Records in a dataset:
>> begin

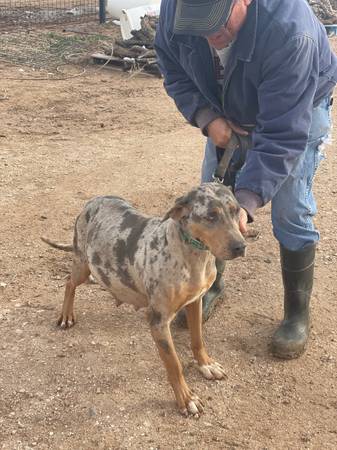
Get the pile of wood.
[307,0,337,25]
[101,16,161,77]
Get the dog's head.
[164,183,246,259]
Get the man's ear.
[163,197,191,222]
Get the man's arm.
[235,36,319,218]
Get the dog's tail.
[41,236,74,252]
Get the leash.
[213,131,252,184]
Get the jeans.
[201,96,331,251]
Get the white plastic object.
[106,0,160,19]
[119,1,160,40]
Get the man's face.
[206,0,252,50]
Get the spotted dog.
[44,183,245,416]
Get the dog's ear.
[163,196,191,222]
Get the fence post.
[99,0,106,23]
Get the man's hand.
[239,208,248,235]
[207,117,248,148]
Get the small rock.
[88,406,97,417]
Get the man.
[156,0,337,358]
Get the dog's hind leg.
[57,257,90,328]
[186,298,226,380]
[149,309,203,416]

>> end

[JOB]: Copy all of the material above word for word, leaving out the pictures.

[TASK OUTPUT]:
Get the pile of wood.
[307,0,337,25]
[101,16,161,77]
Get the dog's head.
[164,183,246,259]
Get the man's ear.
[163,197,191,222]
Get the man's arm.
[235,36,319,218]
Get the dog's tail.
[41,236,74,252]
Get the leash.
[213,131,252,184]
Get the jeans.
[201,96,331,251]
Get the white plastic object.
[106,0,160,19]
[119,1,160,40]
Get the man's face.
[206,0,252,50]
Get the spotted dog.
[44,183,245,416]
Get the dog's ear.
[163,196,191,222]
Get the fence post.
[99,0,106,23]
Get the man's hand.
[239,208,248,235]
[207,117,248,148]
Get the small rock.
[88,406,97,417]
Get the man.
[156,0,337,358]
Get the dog's hind leg.
[57,257,90,328]
[186,298,226,380]
[149,309,203,416]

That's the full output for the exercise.